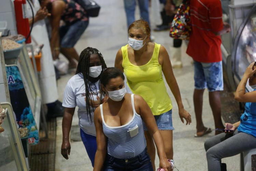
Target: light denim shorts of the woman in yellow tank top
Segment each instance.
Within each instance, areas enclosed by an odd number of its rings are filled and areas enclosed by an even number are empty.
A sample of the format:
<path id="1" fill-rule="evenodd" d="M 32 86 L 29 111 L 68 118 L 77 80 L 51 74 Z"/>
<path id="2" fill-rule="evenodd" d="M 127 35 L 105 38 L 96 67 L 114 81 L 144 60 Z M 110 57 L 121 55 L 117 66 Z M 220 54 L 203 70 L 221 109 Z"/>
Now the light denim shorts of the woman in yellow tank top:
<path id="1" fill-rule="evenodd" d="M 172 126 L 172 110 L 165 112 L 160 115 L 154 115 L 156 120 L 156 125 L 159 130 L 174 130 Z M 147 131 L 146 125 L 143 122 L 144 131 Z"/>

++++++++++

After locating the line containing "127 35 L 105", give that line and every later line of the listing again exactly, up to and including the last.

<path id="2" fill-rule="evenodd" d="M 127 35 L 105 38 L 96 67 L 114 81 L 144 60 Z M 110 57 L 121 55 L 117 66 Z M 220 54 L 203 70 L 221 109 Z"/>
Now the light denim shorts of the woman in yellow tank top:
<path id="1" fill-rule="evenodd" d="M 172 126 L 172 110 L 165 112 L 160 115 L 154 115 L 156 120 L 156 125 L 159 130 L 174 130 Z M 147 131 L 146 125 L 143 122 L 144 131 Z"/>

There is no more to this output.